## DOCUMENT EXCERPT
"""

Dropped connections on our Nginx

Wed Jun 20 04:54:59 UTC 2012

whats ur fs ulimit set to?

Sent from my iPhone

On 2012-06-19, at 9:52 PM, Mauro Stettler <mauro.stettler at gmail.com> wrote:

> Hi list
> 
> I have a problem with dropped connections on an Nginx cluster that has
> up to 100k requests per minute per Nginx instance. It seems that in
> around 1 of 10`000 requests that are sent to our Nginx, the TCP
> connection just gets reset by the server. At first I was guessing that
> some values in the /etc/sysctl.conf are maybe causing this problem,
> because we have modified multiple TCP related values there. But after
> resetting all of them to the default, the connection resets still kept
> happening.
> 
> I am guessing the problem must be related to Nginx and not to a kernel
> setting because in our traffic only around 25% of all requests are
> POSTs and the rest are GETs, but more than 90% of the requests where
> the problem appears are POSTs. I don't think that the kernel can be
> aware if a request is POST or GET.

"""

## MATERIAL SUPPLIED
"""

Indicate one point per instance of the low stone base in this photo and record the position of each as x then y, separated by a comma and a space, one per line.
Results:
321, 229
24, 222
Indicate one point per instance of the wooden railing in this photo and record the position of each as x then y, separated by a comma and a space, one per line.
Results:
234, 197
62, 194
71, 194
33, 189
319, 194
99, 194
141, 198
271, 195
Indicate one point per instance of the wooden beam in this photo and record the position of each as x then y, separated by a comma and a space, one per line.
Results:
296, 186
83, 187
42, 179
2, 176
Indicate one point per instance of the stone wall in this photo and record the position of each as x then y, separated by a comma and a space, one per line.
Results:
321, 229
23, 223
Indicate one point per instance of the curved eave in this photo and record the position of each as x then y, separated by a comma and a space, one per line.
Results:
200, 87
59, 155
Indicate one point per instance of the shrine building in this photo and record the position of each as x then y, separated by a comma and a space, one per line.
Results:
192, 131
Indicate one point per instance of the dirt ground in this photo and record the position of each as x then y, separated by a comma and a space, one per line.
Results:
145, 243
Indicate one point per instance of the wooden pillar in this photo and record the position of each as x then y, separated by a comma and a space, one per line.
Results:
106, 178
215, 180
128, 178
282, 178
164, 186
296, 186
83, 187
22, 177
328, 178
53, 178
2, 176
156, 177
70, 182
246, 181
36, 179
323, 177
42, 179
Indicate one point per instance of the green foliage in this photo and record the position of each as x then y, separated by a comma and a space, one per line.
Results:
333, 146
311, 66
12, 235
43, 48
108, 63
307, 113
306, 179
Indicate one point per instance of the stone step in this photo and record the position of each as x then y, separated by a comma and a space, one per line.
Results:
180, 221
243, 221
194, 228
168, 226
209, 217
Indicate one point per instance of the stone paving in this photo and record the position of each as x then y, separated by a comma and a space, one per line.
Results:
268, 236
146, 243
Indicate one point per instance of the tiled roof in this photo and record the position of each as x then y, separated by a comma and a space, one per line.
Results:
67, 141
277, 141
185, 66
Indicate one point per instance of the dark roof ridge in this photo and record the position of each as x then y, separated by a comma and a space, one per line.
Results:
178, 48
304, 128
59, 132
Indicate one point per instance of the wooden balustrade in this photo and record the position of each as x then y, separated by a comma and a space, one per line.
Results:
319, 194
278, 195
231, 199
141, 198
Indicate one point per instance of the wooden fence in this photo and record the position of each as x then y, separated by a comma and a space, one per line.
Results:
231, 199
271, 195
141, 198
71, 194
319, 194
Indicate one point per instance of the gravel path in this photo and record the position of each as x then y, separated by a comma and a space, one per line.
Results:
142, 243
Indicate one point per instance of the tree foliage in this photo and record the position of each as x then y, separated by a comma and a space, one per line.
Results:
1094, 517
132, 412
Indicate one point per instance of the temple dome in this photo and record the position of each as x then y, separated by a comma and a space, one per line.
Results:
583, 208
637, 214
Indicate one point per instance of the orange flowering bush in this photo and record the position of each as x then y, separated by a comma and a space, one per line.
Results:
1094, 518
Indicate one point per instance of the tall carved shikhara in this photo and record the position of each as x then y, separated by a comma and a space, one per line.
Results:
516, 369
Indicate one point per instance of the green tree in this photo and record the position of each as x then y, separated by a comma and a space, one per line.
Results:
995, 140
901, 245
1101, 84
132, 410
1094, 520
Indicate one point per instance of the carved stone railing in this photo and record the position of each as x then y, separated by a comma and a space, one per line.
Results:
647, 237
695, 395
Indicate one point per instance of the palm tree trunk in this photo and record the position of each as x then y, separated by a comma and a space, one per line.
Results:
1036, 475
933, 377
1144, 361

"""

## LIST OF TASKS
A - In the Nginx thread, why does the poster suspect Nginx rather than a kernel setting? Answer in one to three sentences.
B - Write the next part of the Nginx thread, picking up after its last sentence.

## ANSWERS FOR THE EXERCISE
A - Only about 25% of all requests are POSTs, yet more than 90% of the requests with the problem are POSTs. The poster doesn't think the kernel can tell whether a request is a POST or a GET, so Nginx seems the likelier cause.

B -
> 
> The problem happens on many different URLs, mostly ones where we POST
> to, so it does not seem to be related to any rewrite rules.
> 
> I have tcpdumped the problem and I can see that the request was sent
> correctly by the client. But after the request was received by the
> Nginx, it only sends back a packet with the ACK and FIN flags set. So
> the connection gets killed and most of the browsers display some empty
> pages or "zero sized reply" errors. The fact that the FIN is sent by
> the server makes me assume that the problem cannot be related to
> network hardware. Also we have this problem on all Nginx instances
> inside that cluster, so I don't think its related to broken networking
> hardware.
> 
> When the problem happens, i see statements like this one in the access
> log. As you can see the Nginx says HTTP status code and length both
> are 0:
> <ip> - - [20/Jun/2012:04:13:23 +0200] "POST
> /userProfile/rateResult?userId=<id>&_csrf_token=7e23ef60c67800c4765d32b0536fc536&rate=5
> HTTP/1.1" 0 0 "<referer>" "Mozilla/5.0 (X11; U; Linux x86_64; en-US;
> rv:1.9.1.6) Gecko/20091216 Mandriva Linux/1.9.1.6-0.1mdv2010.0
> (2010.0) Firefox/3.5.6"
> 
> What i also find very interesting is that the problem can happen at
> any time, so it does not seem to be related to the load or number of
> requests on the Nginx. In the morning hours we have less than 5% of
> the traffic of the evening hours, and still I sometimes see this
> problem appearing in the morning.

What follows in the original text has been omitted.